_Exercise data_
○ ○ ○ ○ ○ ○ ○

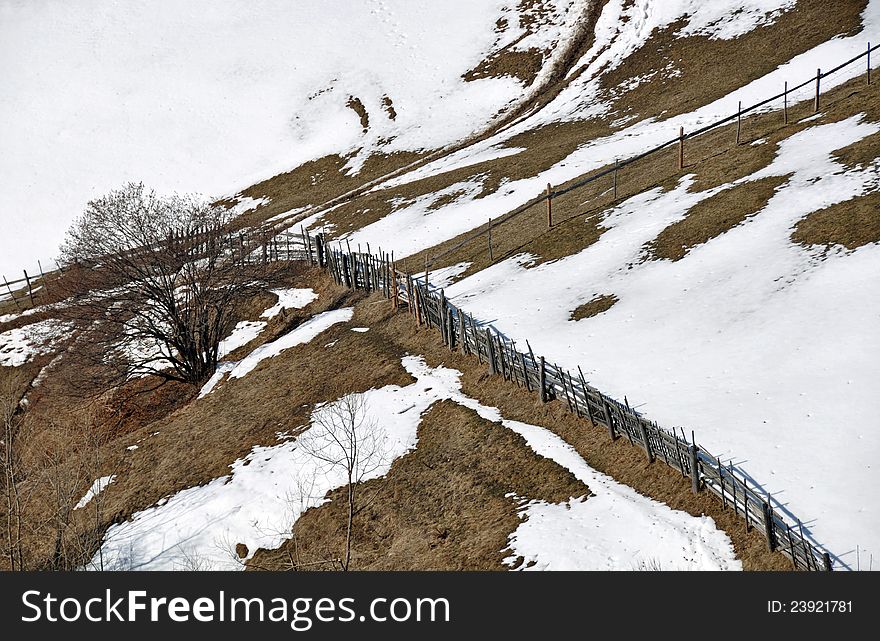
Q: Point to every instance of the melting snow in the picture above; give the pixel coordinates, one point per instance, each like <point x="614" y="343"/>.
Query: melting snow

○ ○ ○ ○ ○ ○ ○

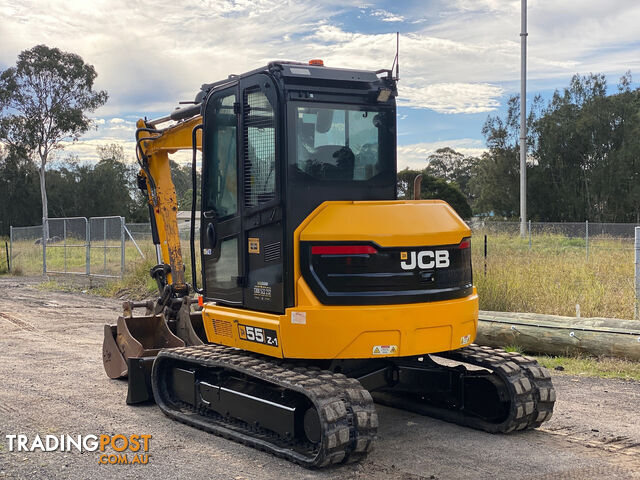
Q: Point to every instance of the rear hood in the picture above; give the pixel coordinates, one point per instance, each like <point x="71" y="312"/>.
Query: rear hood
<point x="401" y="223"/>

○ ○ ○ ○ ○ ○ ○

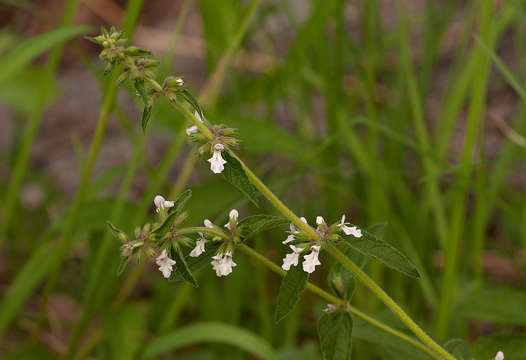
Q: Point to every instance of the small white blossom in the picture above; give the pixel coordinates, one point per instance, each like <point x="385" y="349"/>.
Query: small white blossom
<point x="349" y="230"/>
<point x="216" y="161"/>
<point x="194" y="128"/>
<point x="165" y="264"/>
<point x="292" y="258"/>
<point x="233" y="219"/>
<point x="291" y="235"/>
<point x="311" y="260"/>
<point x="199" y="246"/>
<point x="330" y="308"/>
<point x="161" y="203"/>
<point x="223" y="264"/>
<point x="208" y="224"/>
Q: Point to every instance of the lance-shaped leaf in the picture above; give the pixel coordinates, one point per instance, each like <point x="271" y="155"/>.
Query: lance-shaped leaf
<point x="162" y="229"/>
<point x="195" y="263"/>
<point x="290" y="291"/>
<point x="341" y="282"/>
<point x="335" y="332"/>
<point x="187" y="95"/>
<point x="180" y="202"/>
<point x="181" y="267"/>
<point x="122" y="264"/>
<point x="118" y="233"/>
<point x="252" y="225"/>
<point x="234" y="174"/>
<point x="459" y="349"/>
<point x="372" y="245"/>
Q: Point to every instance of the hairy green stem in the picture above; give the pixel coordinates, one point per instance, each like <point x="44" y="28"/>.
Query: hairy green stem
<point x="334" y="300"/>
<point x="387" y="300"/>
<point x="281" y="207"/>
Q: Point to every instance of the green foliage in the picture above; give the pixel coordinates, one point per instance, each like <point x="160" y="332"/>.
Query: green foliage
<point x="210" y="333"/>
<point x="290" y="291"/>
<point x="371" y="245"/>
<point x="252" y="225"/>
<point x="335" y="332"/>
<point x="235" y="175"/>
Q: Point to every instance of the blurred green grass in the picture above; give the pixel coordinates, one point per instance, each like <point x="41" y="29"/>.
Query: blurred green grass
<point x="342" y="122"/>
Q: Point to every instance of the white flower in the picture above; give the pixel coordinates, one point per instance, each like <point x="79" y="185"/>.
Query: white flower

○ ○ ○ ○ ○ ○ ○

_What you need to do_
Reproduce the material above word for word, from the line containing "Q: Point to every instance of the white" through the line containing "Query: white flower", including both of those lines.

_Answer for the task_
Q: Point to every instance of the white flower in the picture above; give the pixel coordinates, one point per instance, each like <point x="79" y="185"/>.
Query: white flower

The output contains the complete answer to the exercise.